Rewrite every line of the entries below as a JSON list of strings, one string per line, leaving out blank lines.

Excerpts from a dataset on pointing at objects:
____________________

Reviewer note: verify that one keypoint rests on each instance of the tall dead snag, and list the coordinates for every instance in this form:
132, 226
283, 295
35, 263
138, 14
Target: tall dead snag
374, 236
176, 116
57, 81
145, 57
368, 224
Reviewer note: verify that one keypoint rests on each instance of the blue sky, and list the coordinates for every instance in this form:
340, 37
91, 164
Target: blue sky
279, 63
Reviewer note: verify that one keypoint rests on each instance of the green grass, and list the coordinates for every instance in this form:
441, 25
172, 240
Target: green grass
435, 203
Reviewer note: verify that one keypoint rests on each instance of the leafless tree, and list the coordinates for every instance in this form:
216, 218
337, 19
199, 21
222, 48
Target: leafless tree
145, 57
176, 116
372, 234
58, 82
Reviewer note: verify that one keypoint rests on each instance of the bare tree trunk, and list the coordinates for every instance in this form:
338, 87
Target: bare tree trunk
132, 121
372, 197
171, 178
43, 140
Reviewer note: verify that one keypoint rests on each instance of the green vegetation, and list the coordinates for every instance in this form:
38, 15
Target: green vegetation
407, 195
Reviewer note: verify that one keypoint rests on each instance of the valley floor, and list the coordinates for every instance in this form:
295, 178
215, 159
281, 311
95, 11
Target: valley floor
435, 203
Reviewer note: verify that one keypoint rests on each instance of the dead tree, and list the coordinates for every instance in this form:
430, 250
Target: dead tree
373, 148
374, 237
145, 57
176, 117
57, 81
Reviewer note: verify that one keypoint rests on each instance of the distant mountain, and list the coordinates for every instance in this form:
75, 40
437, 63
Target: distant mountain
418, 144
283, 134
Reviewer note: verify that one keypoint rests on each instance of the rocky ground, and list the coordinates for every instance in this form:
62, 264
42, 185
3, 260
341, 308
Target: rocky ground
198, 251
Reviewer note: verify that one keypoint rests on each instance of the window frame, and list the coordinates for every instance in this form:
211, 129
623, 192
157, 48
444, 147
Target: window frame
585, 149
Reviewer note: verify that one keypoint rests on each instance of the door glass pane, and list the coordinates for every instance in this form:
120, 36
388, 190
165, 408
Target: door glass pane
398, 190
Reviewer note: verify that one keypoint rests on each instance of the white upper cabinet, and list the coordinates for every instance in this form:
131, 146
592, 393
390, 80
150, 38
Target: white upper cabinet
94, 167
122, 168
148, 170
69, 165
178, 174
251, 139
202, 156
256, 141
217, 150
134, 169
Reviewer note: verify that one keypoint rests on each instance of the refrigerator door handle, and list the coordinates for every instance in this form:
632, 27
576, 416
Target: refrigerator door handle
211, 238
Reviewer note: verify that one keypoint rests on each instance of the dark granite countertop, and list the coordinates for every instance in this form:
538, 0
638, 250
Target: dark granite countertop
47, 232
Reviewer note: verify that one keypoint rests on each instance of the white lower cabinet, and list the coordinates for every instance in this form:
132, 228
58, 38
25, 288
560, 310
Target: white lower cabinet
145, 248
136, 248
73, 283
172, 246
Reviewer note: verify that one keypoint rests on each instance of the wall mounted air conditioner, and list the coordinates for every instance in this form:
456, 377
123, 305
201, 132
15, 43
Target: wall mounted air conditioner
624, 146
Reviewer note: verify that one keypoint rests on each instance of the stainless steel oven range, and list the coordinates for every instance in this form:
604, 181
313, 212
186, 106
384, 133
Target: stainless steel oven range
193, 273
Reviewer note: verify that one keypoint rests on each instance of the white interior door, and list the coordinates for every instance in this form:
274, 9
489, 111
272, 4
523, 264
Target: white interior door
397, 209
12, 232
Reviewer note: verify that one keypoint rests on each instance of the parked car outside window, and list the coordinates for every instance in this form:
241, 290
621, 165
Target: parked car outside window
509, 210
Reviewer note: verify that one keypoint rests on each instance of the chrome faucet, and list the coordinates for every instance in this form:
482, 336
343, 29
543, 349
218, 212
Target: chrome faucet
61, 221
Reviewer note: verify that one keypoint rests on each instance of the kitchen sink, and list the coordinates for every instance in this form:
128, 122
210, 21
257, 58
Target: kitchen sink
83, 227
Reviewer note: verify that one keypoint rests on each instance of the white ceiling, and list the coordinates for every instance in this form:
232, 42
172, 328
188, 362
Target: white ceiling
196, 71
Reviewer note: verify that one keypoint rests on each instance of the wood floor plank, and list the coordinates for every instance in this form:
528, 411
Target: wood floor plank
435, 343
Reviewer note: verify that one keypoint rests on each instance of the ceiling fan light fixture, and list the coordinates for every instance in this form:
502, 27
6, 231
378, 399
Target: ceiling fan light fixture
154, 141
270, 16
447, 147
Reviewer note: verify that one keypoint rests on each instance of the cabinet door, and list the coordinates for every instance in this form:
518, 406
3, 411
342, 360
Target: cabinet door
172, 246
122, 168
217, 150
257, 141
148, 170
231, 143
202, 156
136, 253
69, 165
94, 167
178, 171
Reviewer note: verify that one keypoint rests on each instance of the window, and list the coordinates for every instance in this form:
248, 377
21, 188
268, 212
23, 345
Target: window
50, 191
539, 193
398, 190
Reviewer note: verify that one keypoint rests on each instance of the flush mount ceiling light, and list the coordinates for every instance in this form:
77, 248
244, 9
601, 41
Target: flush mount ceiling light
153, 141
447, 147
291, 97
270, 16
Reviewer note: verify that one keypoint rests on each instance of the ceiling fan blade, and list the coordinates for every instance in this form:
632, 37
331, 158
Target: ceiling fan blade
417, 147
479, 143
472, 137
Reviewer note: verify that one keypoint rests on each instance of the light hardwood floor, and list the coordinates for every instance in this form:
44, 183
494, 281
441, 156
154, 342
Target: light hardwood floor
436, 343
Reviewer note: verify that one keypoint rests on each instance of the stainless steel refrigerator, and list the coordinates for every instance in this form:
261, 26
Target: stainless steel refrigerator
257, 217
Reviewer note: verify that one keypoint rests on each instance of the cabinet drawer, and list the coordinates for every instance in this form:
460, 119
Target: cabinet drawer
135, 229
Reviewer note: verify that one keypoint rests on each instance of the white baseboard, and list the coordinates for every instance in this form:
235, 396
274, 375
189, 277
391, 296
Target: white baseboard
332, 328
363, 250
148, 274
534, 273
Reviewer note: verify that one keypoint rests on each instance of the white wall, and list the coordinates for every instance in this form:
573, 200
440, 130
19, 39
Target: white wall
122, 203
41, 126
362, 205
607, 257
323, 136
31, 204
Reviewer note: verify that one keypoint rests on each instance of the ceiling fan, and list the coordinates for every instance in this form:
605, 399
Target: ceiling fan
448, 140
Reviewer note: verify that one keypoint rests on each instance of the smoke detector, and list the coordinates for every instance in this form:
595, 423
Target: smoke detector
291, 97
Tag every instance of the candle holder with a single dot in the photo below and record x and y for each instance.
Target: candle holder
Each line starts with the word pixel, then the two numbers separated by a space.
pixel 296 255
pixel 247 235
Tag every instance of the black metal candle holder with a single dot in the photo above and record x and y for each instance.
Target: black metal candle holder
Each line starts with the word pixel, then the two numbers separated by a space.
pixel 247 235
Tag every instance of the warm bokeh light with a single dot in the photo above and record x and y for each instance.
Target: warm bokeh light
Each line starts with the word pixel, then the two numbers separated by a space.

____________________

# [ANSWER IN FULL]
[
  "Reviewer note: verify that one keypoint rests on each instance of the tall dead snag, and list the coordinates for every instance in this form:",
  "132, 226",
  "283, 295",
  "35, 263",
  "138, 14",
  "Target: tall dead snag",
  "374, 236",
  "176, 116",
  "57, 81",
  "145, 57",
  "368, 224",
  "Reviewer note: verify that one keypoint rests on each instance of the blue sky, and list the coordinates for every instance in this form:",
  "340, 37",
  "91, 164",
  "Target: blue sky",
  "279, 63",
  "Reviewer note: verify that one keypoint rests on each instance of the green grass, and list the coordinates for every instance in this form:",
  "441, 25",
  "172, 240",
  "Target: green grass",
  "435, 203",
  "Reviewer note: verify that one keypoint rests on each instance of the leafless tree, and list the coordinates for every instance in this form:",
  "216, 218",
  "337, 19",
  "199, 21",
  "222, 48",
  "Target: leafless tree",
  "145, 57",
  "176, 116",
  "372, 234",
  "58, 82",
  "Reviewer note: verify that one keypoint rests on each instance of the bare tree trunk, and list the coordinates for every instance in this form:",
  "338, 87",
  "Target: bare tree trunk",
  "132, 121",
  "372, 197",
  "171, 178",
  "43, 140",
  "Reviewer note: verify that one keypoint rests on each instance of the green vegetation, and list the coordinates for every instance in this form:",
  "38, 15",
  "Target: green vegetation",
  "407, 195",
  "Reviewer note: verify that one keypoint rests on each instance of the valley floor, and list the coordinates for every instance in this form:",
  "295, 178",
  "215, 159",
  "281, 311",
  "95, 11",
  "Target: valley floor",
  "435, 203",
  "Reviewer note: verify that one keypoint rests on each instance of the dead tree, and list the coordinates for every instance in this form:",
  "430, 250",
  "Target: dead tree",
  "373, 148",
  "374, 237",
  "145, 57",
  "176, 117",
  "57, 81",
  "Reviewer note: verify that one keypoint rests on each instance of the distant mountain, and list the coordinates for every instance in this form:",
  "75, 40",
  "437, 63",
  "Target: distant mountain",
  "418, 144",
  "283, 134",
  "Reviewer note: verify that one keypoint rests on each instance of the rocky ground, and list the coordinates for every instance in this form:",
  "62, 264",
  "42, 185",
  "3, 260",
  "341, 308",
  "Target: rocky ground",
  "198, 251",
  "Reviewer note: verify that one keypoint rests on each instance of the window frame, and list the coordinates for every instance in this form:",
  "211, 129",
  "623, 192",
  "157, 48",
  "444, 147",
  "Target: window frame",
  "585, 149",
  "Reviewer note: verify that one keypoint rests on each instance of the door glass pane, and list the coordinates for every instance in this form:",
  "120, 36",
  "388, 190",
  "165, 408",
  "Target: door glass pane",
  "398, 190",
  "Reviewer note: verify that one keypoint rests on each instance of the white upper cabinet, and list the coordinates for every instance in this form:",
  "131, 146",
  "592, 393",
  "390, 80",
  "150, 38",
  "Target: white upper cabinet",
  "94, 167",
  "122, 168",
  "148, 170",
  "69, 165",
  "178, 174",
  "251, 139",
  "202, 156",
  "256, 141",
  "217, 150",
  "134, 169",
  "Reviewer note: verify that one keypoint rests on each instance of the refrigerator door handle, and list the coordinates for every instance in this form:",
  "632, 27",
  "576, 416",
  "Target: refrigerator door handle",
  "211, 238",
  "Reviewer note: verify that one keypoint rests on each instance of the dark granite countertop, and list the coordinates for every instance in this form:",
  "538, 0",
  "638, 250",
  "Target: dark granite countertop",
  "47, 232",
  "Reviewer note: verify that one keypoint rests on each instance of the white lower cabinet, and list the coordinates for every instance in this form:",
  "132, 228",
  "58, 38",
  "25, 288",
  "560, 310",
  "Target: white lower cabinet",
  "145, 248",
  "136, 248",
  "73, 283",
  "172, 246",
  "Reviewer note: verify that one keypoint rests on each instance of the wall mounted air conditioner, and list the coordinates for every instance in this form:",
  "456, 377",
  "123, 305",
  "201, 132",
  "15, 43",
  "Target: wall mounted air conditioner",
  "624, 146",
  "Reviewer note: verify that one keypoint rests on each instance of the stainless steel oven range, and list the coordinates for every instance in this form:",
  "604, 181",
  "313, 212",
  "186, 106",
  "384, 133",
  "Target: stainless steel oven range",
  "193, 273",
  "Reviewer note: verify that one keypoint rests on each instance of the white interior door, and list the coordinates for every instance in this form:",
  "274, 9",
  "489, 111",
  "272, 4",
  "523, 264",
  "Target: white interior door",
  "397, 209",
  "12, 232",
  "Reviewer note: verify that one keypoint rests on each instance of the parked car outside window, and list the coordinates for every instance in this form:",
  "241, 290",
  "621, 165",
  "Target: parked car outside window",
  "509, 210",
  "Reviewer note: verify that one keypoint rests on each instance of the chrome faucet, and list the coordinates for every instance in this form:",
  "482, 336",
  "343, 29",
  "543, 349",
  "218, 212",
  "Target: chrome faucet",
  "61, 221",
  "Reviewer note: verify that one keypoint rests on each instance of the kitchen sink, and list the coordinates for every instance in this form:",
  "128, 122",
  "210, 21",
  "257, 58",
  "Target: kitchen sink",
  "83, 227",
  "Reviewer note: verify that one keypoint rests on each instance of the white ceiling, and list the coordinates for every instance in this form:",
  "232, 42",
  "172, 328",
  "188, 362",
  "Target: white ceiling",
  "196, 71",
  "Reviewer note: verify that one keypoint rests on each instance of the wood floor plank, and list the coordinates for every instance in this form:",
  "528, 411",
  "Target: wood floor plank",
  "435, 343",
  "Reviewer note: verify that one keypoint rests on each instance of the ceiling fan light fixture, and list the coordinates for every instance in this form:",
  "502, 27",
  "6, 231",
  "378, 399",
  "Target: ceiling fan light fixture",
  "154, 141",
  "270, 16",
  "447, 147",
  "Reviewer note: verify that one keypoint rests on each instance of the cabinet door, and list the coordinates for every instance in this form:",
  "518, 406",
  "3, 411",
  "342, 360",
  "Target: cabinet door",
  "172, 246",
  "122, 168",
  "217, 150",
  "257, 141",
  "148, 170",
  "231, 143",
  "202, 156",
  "136, 253",
  "69, 165",
  "94, 167",
  "178, 171",
  "Reviewer note: verify that one keypoint rests on each instance of the window, and list the coordinates for every instance in this form:",
  "248, 377",
  "21, 188",
  "268, 212",
  "23, 345",
  "Target: window",
  "50, 191",
  "539, 193",
  "398, 190",
  "Reviewer note: verify that one keypoint rests on each instance of the flush mount ceiling light, and list the coordinates for every instance in this form:",
  "77, 248",
  "244, 9",
  "601, 41",
  "Target: flush mount ceiling light",
  "153, 141",
  "447, 147",
  "291, 97",
  "270, 16",
  "Reviewer note: verify that one keypoint rests on each instance of the ceiling fan blade, and list the coordinates for every instance in this form:",
  "632, 37",
  "331, 158",
  "Target: ceiling fan blade",
  "417, 147",
  "479, 143",
  "472, 137",
  "Reviewer note: verify that one keypoint rests on each instance of the light hardwood floor, and list the coordinates for every instance in this form:",
  "44, 183",
  "494, 281",
  "441, 156",
  "154, 342",
  "Target: light hardwood floor",
  "436, 343",
  "Reviewer note: verify that one keypoint rests on each instance of the stainless steel refrigerator, and list the coordinates for every instance in this form:",
  "261, 26",
  "Target: stainless steel refrigerator",
  "257, 217",
  "Reviewer note: verify that one keypoint rests on each instance of the cabinet drawer, and list the coordinates for every instance in this form:",
  "460, 119",
  "Target: cabinet drawer",
  "135, 229",
  "Reviewer note: verify that one keypoint rests on each instance of the white baseboard, and list the coordinates for every instance in this form:",
  "235, 396",
  "274, 375",
  "189, 277",
  "391, 296",
  "Target: white baseboard",
  "332, 328",
  "363, 250",
  "148, 274",
  "534, 273",
  "Reviewer note: verify that one keypoint rests on each instance of the white wall, and list the coordinates for every instance in this form:",
  "573, 200",
  "440, 130",
  "19, 39",
  "Target: white wall",
  "122, 203",
  "41, 126",
  "362, 205",
  "607, 257",
  "323, 136",
  "31, 204",
  "Reviewer note: verify that one keypoint rests on each instance of the ceiling fan, and list the coordinates for every instance in this form:",
  "605, 399",
  "Target: ceiling fan",
  "448, 140",
  "Reviewer note: verify that one keypoint rests on each instance of the smoke detector, and list the coordinates for every instance in this form:",
  "595, 423",
  "Target: smoke detector",
  "291, 97",
  "Tag every instance of the candle holder with a single dot in the photo below and record x and y for each instance.",
  "Target: candle holder",
  "Each line starts with the word pixel, then the two numbers separated by a space.",
  "pixel 296 255",
  "pixel 247 235",
  "Tag every instance of the black metal candle holder with a single dot in the photo above and record x and y for each instance.",
  "Target: black metal candle holder",
  "Each line starts with the word pixel, then the two numbers separated by a space.",
  "pixel 247 235",
  "Tag every instance of the warm bokeh light with a single dot in the photo above and record x and y for each instance.",
  "Target: warm bokeh light",
  "Each line starts with the word pixel, then the two numbers separated by a space."
]